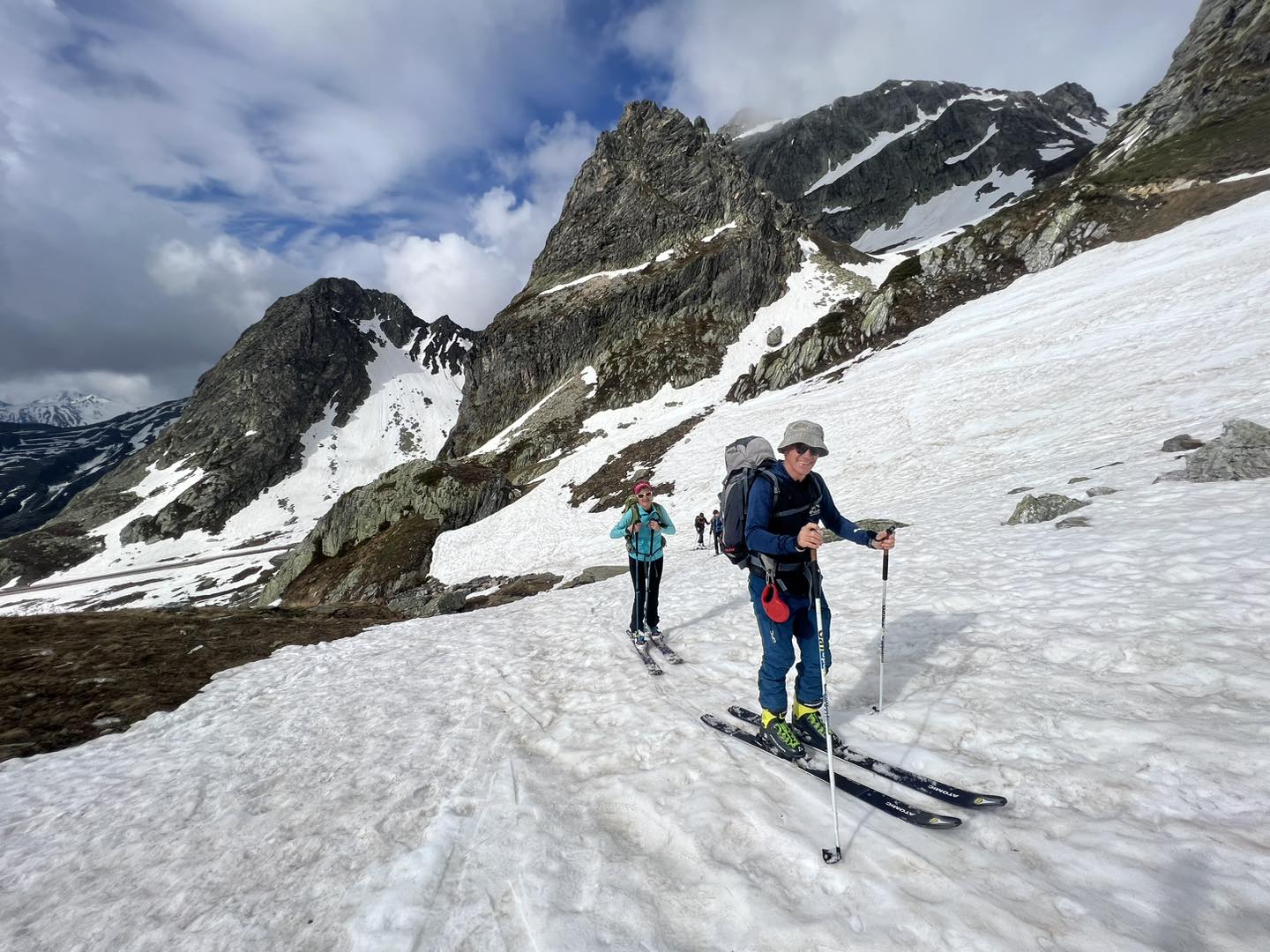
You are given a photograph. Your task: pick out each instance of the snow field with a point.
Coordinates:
(512, 778)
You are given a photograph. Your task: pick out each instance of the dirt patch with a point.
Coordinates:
(69, 678)
(611, 482)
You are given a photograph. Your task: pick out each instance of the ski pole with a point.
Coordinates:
(648, 579)
(833, 856)
(882, 643)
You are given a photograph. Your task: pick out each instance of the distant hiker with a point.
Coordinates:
(781, 534)
(644, 524)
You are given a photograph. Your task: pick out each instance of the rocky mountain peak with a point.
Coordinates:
(1220, 72)
(655, 179)
(912, 159)
(1074, 100)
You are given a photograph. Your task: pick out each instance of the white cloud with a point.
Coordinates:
(724, 55)
(471, 277)
(136, 143)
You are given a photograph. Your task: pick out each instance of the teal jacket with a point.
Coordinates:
(646, 545)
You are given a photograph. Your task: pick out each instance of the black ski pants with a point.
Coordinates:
(646, 576)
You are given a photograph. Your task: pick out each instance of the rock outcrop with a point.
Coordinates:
(873, 169)
(1220, 74)
(375, 545)
(663, 251)
(1137, 196)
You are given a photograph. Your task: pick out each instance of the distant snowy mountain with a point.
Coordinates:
(332, 387)
(64, 409)
(42, 467)
(912, 160)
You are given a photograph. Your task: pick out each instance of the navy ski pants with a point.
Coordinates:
(779, 643)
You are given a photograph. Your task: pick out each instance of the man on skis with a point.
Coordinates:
(781, 534)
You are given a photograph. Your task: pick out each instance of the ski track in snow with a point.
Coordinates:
(512, 778)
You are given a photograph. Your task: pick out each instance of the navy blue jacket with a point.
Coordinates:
(778, 536)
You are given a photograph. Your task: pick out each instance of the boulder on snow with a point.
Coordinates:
(1243, 452)
(1042, 508)
(594, 574)
(1180, 443)
(1072, 522)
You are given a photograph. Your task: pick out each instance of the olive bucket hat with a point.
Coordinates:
(804, 432)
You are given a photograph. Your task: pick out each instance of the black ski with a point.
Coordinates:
(653, 666)
(667, 651)
(914, 781)
(874, 798)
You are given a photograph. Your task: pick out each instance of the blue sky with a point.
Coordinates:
(168, 167)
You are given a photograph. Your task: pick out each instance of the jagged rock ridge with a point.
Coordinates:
(911, 159)
(1124, 198)
(1220, 71)
(705, 245)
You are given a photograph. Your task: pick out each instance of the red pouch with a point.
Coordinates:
(773, 605)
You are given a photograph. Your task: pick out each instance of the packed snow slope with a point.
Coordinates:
(512, 778)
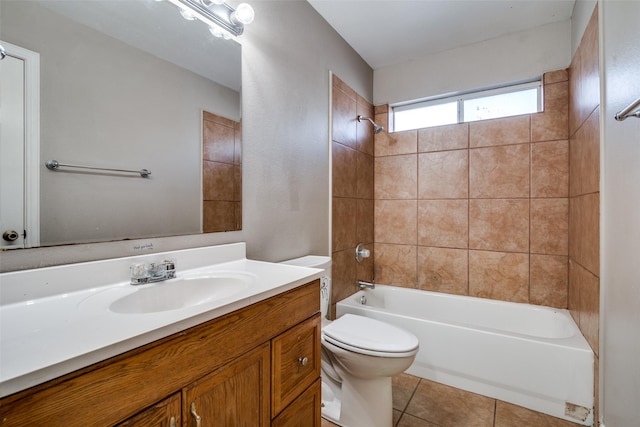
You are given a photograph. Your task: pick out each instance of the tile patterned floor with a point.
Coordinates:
(422, 403)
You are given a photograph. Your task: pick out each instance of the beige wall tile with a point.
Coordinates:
(448, 406)
(364, 221)
(218, 142)
(499, 172)
(506, 131)
(439, 138)
(499, 224)
(344, 170)
(381, 109)
(555, 76)
(509, 415)
(396, 177)
(389, 144)
(584, 231)
(575, 284)
(364, 270)
(396, 221)
(364, 176)
(499, 275)
(443, 223)
(550, 226)
(585, 157)
(237, 183)
(217, 181)
(395, 265)
(218, 215)
(443, 175)
(585, 76)
(553, 123)
(344, 223)
(549, 277)
(550, 169)
(443, 270)
(575, 72)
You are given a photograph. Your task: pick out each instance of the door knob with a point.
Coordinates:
(10, 235)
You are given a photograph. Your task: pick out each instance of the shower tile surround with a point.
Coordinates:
(505, 209)
(352, 190)
(479, 208)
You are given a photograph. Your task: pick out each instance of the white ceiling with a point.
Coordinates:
(390, 32)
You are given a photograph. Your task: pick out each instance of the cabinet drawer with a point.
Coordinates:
(295, 362)
(304, 411)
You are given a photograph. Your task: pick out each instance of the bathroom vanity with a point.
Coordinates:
(256, 365)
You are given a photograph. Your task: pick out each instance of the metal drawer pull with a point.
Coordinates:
(195, 414)
(629, 111)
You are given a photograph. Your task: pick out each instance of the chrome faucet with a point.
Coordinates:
(154, 272)
(366, 285)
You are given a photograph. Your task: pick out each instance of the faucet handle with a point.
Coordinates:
(140, 273)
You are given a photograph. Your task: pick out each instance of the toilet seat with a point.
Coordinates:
(370, 337)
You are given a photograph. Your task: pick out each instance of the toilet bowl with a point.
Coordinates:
(359, 357)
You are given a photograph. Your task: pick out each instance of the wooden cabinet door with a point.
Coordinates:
(236, 395)
(304, 411)
(295, 362)
(163, 414)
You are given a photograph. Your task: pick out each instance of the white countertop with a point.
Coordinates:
(47, 334)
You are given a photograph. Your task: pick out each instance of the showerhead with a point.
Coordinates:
(376, 129)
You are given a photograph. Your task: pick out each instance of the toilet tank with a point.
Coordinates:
(323, 263)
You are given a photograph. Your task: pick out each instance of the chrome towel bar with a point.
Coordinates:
(629, 111)
(54, 165)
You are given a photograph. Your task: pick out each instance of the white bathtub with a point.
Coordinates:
(528, 355)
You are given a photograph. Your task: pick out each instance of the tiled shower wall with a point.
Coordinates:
(352, 189)
(584, 188)
(221, 173)
(478, 208)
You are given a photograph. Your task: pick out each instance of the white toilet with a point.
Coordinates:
(359, 357)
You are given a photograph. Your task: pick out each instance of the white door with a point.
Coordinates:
(19, 148)
(12, 152)
(620, 276)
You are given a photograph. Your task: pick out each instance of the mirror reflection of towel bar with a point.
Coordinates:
(54, 165)
(627, 112)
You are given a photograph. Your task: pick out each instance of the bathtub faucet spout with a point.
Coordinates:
(366, 285)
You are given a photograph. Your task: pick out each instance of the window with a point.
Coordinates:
(505, 101)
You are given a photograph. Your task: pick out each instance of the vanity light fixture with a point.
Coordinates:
(222, 19)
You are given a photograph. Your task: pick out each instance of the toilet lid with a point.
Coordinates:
(359, 332)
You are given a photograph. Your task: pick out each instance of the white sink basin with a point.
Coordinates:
(176, 294)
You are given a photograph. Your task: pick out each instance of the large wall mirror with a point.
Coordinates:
(131, 85)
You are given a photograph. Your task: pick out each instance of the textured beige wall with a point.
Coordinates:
(287, 55)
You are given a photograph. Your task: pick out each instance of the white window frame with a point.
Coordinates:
(460, 98)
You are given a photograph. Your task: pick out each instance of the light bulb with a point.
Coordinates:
(216, 31)
(187, 14)
(243, 14)
(207, 3)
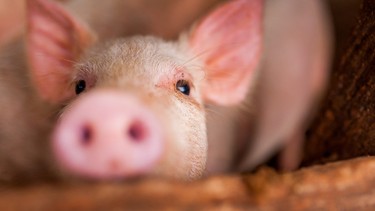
--------------------------------------------------
Task objective >>
Could you tally how many lines of the material above include the word "light" and reply with only that count?

Exercise answer >>
2